#### [DOCUMENT EXTRACT]

▼

The Company has an operational management committee to monitor overall operations. The committee is chaired by the CEO and comprises senior management. The committee meets monthly to monitor the operational challenges and strategies.


MIS

The Company use an SAP system for generating daily, weekly, and monthly reports, alongside other extensive data capabilities. It has upgraded its facilities and integrated advanced machinery to meet increased demand and enhance operational efficiency.


Control Environment

The Company has obtained quality certifications IS0-14001 and IS0-9001, demonstrating its emphasis on producing high-quality products.

▲

#### [MATERIAL SUPPLIED]
▼

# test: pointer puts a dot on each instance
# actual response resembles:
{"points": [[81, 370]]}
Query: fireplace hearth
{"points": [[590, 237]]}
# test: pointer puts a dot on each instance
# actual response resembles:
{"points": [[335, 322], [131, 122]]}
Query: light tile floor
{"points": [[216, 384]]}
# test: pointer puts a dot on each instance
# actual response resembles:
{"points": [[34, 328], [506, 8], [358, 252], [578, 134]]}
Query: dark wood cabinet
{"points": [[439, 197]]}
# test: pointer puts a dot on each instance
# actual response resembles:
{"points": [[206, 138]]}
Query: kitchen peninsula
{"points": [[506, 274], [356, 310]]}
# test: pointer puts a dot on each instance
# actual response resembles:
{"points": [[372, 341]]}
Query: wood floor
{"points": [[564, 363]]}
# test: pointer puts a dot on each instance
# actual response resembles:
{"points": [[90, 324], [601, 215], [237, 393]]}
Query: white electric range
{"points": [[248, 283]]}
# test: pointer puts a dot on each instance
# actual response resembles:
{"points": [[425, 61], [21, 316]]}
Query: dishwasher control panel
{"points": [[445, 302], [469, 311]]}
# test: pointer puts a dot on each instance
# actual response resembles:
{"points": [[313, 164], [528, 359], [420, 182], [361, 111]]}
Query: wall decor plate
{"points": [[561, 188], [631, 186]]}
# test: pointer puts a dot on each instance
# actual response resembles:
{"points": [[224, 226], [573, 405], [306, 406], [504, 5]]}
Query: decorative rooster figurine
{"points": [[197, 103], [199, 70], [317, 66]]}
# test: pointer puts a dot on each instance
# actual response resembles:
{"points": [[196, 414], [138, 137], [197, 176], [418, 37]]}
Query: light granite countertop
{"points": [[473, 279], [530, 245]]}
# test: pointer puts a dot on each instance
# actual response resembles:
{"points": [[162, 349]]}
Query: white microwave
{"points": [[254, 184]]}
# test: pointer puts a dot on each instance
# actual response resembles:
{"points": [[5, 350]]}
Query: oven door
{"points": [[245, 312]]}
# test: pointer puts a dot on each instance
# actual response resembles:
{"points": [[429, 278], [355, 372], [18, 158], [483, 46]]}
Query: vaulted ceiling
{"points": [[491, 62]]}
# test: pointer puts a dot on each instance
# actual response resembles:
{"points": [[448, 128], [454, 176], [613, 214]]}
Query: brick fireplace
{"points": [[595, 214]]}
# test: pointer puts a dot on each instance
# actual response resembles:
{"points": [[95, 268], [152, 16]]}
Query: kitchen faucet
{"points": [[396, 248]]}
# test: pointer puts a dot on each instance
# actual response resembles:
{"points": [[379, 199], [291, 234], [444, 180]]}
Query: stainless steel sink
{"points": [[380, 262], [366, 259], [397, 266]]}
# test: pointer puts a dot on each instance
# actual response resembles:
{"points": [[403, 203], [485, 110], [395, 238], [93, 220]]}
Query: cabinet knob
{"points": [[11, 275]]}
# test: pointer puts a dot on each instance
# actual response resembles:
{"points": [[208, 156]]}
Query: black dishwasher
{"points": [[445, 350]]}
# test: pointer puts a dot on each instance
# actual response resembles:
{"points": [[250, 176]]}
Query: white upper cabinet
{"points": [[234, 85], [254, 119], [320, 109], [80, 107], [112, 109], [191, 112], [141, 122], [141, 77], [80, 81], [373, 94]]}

▲

Set down the entire passage above on the company's management committee, MIS, and control environment again, word for word.

The Company has an operational management committee to monitor overall operations. The committee is chaired by the CEO and comprises senior management. The committee meets monthly to monitor the operational challenges and strategies.


MIS

The Company use an SAP system for generating daily, weekly, and monthly reports, alongside other extensive data capabilities. It has upgraded its facilities and integrated advanced machinery to meet increased demand and enhance operational efficiency.


Control Environment

The Company has obtained quality certifications IS0-14001 and IS0-9001, demonstrating its emphasis on producing high-quality products.